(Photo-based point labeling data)
** BEGIN **
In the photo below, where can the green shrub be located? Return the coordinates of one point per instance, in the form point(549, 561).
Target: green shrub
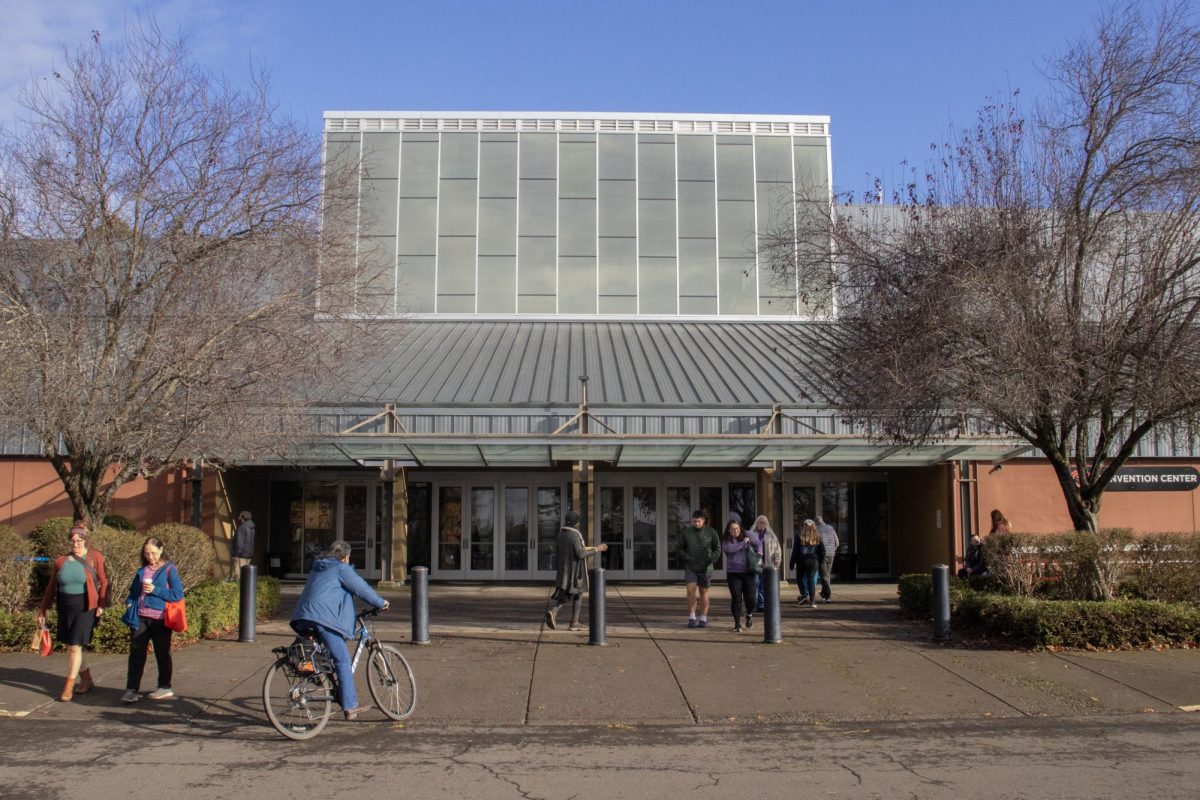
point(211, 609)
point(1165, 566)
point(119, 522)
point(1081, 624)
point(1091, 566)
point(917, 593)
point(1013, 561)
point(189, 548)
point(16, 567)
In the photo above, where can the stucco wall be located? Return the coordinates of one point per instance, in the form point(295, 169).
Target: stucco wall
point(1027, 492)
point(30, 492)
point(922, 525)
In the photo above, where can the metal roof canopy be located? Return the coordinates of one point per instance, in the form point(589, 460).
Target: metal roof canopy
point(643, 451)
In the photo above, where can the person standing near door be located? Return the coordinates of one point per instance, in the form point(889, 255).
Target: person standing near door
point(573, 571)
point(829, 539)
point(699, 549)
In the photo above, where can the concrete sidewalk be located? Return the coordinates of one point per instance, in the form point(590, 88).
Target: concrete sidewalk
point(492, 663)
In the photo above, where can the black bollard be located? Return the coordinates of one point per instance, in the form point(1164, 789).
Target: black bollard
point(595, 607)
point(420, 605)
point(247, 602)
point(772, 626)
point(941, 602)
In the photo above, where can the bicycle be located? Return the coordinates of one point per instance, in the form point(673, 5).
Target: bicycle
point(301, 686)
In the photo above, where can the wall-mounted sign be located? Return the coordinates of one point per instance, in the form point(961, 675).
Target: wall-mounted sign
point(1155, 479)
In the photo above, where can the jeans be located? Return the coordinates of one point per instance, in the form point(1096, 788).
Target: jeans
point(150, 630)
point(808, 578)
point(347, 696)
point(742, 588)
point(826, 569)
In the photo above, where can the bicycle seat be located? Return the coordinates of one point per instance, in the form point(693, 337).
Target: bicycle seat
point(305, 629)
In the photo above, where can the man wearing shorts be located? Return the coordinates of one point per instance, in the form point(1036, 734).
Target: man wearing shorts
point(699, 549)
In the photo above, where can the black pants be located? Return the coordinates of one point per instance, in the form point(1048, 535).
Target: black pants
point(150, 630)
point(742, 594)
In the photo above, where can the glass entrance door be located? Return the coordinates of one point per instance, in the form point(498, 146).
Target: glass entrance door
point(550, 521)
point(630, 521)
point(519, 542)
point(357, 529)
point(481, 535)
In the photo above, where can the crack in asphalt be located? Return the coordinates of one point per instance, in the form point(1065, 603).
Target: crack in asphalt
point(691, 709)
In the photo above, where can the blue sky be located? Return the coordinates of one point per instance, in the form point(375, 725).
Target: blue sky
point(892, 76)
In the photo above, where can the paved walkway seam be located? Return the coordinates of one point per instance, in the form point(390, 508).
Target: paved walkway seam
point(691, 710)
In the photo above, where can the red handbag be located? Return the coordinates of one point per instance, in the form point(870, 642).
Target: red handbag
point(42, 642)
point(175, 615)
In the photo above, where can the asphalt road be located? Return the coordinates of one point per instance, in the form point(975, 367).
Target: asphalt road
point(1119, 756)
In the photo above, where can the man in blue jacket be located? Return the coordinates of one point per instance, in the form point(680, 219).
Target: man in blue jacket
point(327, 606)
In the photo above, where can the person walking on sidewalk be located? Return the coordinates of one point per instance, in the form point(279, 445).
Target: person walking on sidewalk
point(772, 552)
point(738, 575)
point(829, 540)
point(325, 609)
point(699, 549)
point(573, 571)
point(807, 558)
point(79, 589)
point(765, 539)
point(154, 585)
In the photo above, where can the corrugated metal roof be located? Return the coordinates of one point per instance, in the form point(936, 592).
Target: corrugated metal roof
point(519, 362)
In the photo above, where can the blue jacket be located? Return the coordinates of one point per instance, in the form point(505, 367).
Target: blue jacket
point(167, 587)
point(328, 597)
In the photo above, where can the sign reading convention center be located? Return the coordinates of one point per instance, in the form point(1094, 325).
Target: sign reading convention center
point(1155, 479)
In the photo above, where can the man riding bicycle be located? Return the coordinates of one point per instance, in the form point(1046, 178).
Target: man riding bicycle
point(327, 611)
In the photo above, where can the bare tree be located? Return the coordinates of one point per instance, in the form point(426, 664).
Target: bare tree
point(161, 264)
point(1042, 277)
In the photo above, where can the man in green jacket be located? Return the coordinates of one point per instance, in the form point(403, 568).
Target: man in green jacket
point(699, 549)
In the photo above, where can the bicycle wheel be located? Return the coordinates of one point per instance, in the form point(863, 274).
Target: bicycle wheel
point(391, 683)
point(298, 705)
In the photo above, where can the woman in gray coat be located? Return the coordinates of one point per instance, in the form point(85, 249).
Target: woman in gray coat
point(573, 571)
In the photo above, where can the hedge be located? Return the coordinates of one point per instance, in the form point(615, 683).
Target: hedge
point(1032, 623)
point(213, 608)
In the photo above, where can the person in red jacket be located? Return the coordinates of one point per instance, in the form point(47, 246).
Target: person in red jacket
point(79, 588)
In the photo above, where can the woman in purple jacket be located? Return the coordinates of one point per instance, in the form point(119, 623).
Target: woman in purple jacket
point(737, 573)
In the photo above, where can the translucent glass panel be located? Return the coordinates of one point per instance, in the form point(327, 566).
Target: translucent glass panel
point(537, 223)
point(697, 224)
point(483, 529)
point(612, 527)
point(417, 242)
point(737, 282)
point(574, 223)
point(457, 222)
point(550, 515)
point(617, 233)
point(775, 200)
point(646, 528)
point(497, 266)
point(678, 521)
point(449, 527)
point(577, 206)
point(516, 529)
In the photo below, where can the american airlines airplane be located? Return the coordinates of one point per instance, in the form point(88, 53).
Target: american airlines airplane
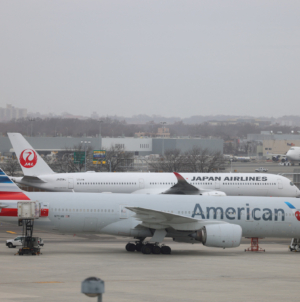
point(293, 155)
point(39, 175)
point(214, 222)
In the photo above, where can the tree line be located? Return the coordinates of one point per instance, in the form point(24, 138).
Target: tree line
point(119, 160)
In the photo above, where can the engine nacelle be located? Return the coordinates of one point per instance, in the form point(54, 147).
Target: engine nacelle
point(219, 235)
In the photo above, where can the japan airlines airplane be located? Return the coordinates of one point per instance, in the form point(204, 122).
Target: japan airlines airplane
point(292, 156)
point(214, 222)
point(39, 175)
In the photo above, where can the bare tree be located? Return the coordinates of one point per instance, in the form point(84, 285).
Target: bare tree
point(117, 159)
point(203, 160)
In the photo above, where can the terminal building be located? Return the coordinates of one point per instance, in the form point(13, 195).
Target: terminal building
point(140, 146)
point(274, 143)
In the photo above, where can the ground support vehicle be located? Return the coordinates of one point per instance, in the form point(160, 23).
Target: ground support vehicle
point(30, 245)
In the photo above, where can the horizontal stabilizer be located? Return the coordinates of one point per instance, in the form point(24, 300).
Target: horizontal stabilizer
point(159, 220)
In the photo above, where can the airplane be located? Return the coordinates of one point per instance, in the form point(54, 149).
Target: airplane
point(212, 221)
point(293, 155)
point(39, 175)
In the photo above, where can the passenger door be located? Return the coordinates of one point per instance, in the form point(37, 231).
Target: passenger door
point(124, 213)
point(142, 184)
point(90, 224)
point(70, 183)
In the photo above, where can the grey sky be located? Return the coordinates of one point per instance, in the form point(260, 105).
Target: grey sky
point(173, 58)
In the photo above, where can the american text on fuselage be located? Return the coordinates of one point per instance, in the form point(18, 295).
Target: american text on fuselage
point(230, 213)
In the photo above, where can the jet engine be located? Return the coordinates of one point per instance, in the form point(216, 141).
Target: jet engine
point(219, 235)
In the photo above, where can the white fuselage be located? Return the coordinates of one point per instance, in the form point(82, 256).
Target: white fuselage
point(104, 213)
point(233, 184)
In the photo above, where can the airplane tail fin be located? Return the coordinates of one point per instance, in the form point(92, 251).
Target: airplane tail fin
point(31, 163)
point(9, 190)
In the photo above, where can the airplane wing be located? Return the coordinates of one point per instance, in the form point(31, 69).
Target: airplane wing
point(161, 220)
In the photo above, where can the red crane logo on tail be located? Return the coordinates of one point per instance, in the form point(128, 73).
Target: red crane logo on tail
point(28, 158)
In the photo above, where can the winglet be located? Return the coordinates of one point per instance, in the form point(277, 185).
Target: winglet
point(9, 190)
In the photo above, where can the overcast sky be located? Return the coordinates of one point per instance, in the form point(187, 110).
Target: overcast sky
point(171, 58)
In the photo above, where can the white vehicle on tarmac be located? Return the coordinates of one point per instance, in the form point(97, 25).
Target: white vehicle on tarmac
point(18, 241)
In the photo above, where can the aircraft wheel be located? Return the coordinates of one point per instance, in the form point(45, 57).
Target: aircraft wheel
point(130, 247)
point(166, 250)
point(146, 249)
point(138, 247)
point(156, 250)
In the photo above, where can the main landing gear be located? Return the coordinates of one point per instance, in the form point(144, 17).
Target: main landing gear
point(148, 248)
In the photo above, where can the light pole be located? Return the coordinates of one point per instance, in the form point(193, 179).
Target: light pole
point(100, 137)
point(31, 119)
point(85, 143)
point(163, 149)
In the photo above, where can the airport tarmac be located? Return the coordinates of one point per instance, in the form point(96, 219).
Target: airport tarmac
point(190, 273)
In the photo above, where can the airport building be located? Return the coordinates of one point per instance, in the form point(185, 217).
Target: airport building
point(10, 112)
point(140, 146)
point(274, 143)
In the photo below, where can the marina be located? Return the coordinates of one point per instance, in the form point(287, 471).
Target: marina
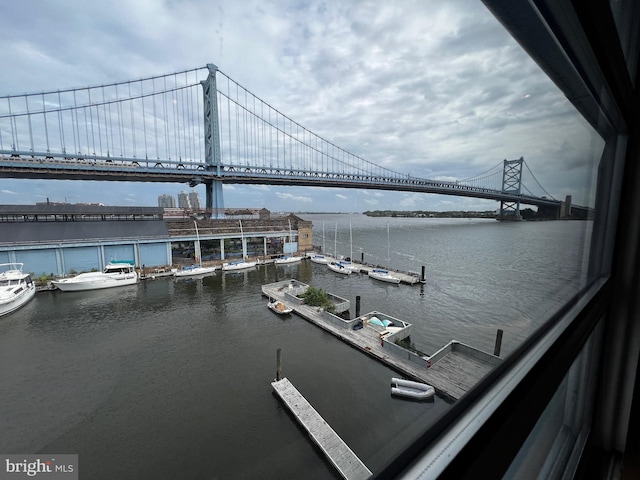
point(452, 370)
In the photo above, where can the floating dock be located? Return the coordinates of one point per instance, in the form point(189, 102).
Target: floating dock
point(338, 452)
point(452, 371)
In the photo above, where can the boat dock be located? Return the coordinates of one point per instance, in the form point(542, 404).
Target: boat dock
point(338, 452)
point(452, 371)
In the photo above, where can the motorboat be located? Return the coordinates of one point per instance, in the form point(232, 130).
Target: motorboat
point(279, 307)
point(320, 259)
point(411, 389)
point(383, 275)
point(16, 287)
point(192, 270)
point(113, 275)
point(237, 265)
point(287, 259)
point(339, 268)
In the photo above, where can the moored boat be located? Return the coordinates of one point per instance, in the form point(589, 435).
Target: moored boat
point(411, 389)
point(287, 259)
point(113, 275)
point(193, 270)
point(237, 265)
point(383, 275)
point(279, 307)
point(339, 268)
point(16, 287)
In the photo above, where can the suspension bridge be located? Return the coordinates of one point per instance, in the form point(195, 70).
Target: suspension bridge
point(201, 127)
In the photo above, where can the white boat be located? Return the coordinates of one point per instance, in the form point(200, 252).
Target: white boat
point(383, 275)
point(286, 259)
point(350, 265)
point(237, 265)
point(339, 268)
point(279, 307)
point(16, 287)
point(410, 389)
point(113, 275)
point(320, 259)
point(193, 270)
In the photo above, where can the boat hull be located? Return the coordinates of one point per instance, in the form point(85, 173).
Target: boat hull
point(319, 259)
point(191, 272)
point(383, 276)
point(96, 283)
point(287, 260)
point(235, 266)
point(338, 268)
** END **
▶ [Work instructions]
Nothing but the lines from the one with "In the photo above, where can the white boat" through the last line should be repeated, each exactly as it stands.

▶ [Exercise output]
In the photo above, where can the white boat be located? Return the coordinates of one point per instance, in the form point(200, 252).
Target: white boat
point(383, 275)
point(286, 259)
point(350, 265)
point(237, 265)
point(339, 268)
point(279, 307)
point(16, 287)
point(410, 389)
point(113, 275)
point(320, 259)
point(193, 270)
In the photo above, where can the boat hull be located? Return the coordinates of one point per instance, in the form point(85, 173).
Target: boat hull
point(319, 259)
point(191, 272)
point(383, 276)
point(96, 283)
point(287, 260)
point(235, 266)
point(338, 268)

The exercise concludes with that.